Acts 1979, 66th Leg., p. 2300, ch. 841, § 1, eff. Jan. 1, 1979. Amended by Acts 1989, 71st Leg., ch. 796, § 33, eff. June 15, 1989; Acts 1991, 72nd Leg., ch. 419, § 1, eff. Aug. 26, 1991; Acts 1993, 73rd Leg., ch. 349, § 1, eff. May 29, 1993; Acts 1997, 75th Leg., ch. 906, § 11, eff. Jan. 1, 1998; Acts 1997, 75th Leg., ch. 914, § 4, eff. Sept. 1, 1997; Acts 1997, 75th Leg., ch. 1111, §§ 6, 8, eff. Sept. 1, 1997; Acts 1999, 76th Leg., ch. 1481, § 33, eff. Sept. 1, 1999; Acts 2001, 77th Leg., ch. 231, § 1, eff. May 22, 2001; Acts 2001, 77th Leg., ch. 1430, § 31, eff. Sept. 1, 2001; Acts 2003, 78th Leg., ch. 319, § 12, eff. June 18, 2003; Acts 2003, 78th Leg., ch. 510, § 1, eff. Jan. 1, 2004.
Redemption authorized by constitution, see art. VIII, Sec. 13, Tex. Const.
Agricultural use defined, See Sec. 23.51.
Residence homestead defined, see Sec. 11.13.
Sale of property, see Sec. 34.01.
The September 13, 2003 amendments to Sections 13(c) and (d), Article VIII, of the Texas Constitution, take effect January 1, 2004, and apply only to the redemption of a mineral interest sold at a tax sale for which the purchaser's deed is filed for record on or after January 1, 2004. The redemption of a mineral interest sold at a tax sale for which the purchaser's deed is filed for record before January 1, 2004, is covered by the law in effect when the deed is filed, and the former law is continued in effect for that purpose.
A taxing unit must deposit all the excess proceeds from the sale of a tax foreclosed property into the registry to the court for proper disbursement to the property owner. This is true even if the property was first offered for sale two years (the redemption time period) before the actual sale of the foreclosed land. Syntax, Inc. v. Hall, 899 S.W.2d 189 (Tex. 1995).
Taxpayers who exercised their right of redemption after tax sale restored their prior title as the owners of the property. Assoc. Home Equity Serv. Co., Inc. v. Hunt, 151 S.W.3d 559, (Tex. App.-Beaumont 2004, no pet.).

§ Recorded data:
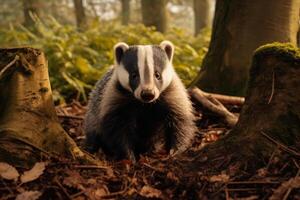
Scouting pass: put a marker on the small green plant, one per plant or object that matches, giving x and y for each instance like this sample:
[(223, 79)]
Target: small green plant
[(77, 59)]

§ Required work: Continue the text on redemption of property sold at Texas tax sales from its last sentence. The material comes from a separate source.

§ Reply:
Taxing units were not entitled to rescission of a deed acquired in full compliance with the Tax Code. Taxing authorities took a judgment on two tracts of land that were ultimately "struck off" to the entities. The owner redeemed the property. Then, it was discovered that an improvement was located on the land, and the taxing units attempted to rescind the redemption deed by claiming mistake. Whitehead v. Jasper County Water Control & Improvement District No. 1, 118 S.W.3d 485 (Tex. App.-Beaumont, 2003, pet. denied).
A property owner had two years to redeem foreclosed property if property was the owner's homestead. The owner could meet the homestead requirements under Section 11.13 by occupying the property as a principal residence or having the property owned through a beneficial interest in a qualifying trust by a trustor who qualified for the exemption. The legislative intent is to allow an owner who occupies a homestead an additional period of time to redeem that homestead. The mere failure to actually file an exemption application would deprive the owner of the right to redeem his homestead. Nichols v. Lincoln Trust Company, 8 S.W.3d 346 (Tex. App. - Amarillo 1999, no pet.).
Requiring authorization from all co-owners, when some co-owners are unknown, would make it impossible to redeem the entire property. Term "owner" in Property Tax Code Section 34.21 includes any person with an ownership interest in the property. The owner of an unknown undivided interest in the property could redeem the entire property. Rogers v. Yarborough, 923 S.W.2d 667 (Tex. App.-Tyler 1996).
A delinquent taxpayer's failure to correctly tender a full redemption payment or to even tender such a sum in good faith under the redemption statue bars any court ordered recovery of the foreclosed land. Therefore, the purchaser of the land at the redemption sale is entitled to actual possession of the land during the redemption period. Burkholder v. Klein Independent School District, 897 S.W.2d 417 (Tex. App.-Corpus Christi 1995, no writ).
The purchaser of property subject to redemption by the former owner is entitled to possession of the property during the redemption period under Sec. 34.21. Goggins v. Leo, 849 S.W.2d 373 (Tex. App.-Houston [14th Dist.] 1993, no writ).
A lien holder is entitled to be joined in a suit to foreclose property. Where the lien holder was not made a party to the suit, the trial court could properly award the redemption amount to the lien holder. Murphee Property Holdings v. Sunbelt Savings Association of Texas, 817 S.W.2d 850 (Tex. App.-Houston[1st Dist] 1991).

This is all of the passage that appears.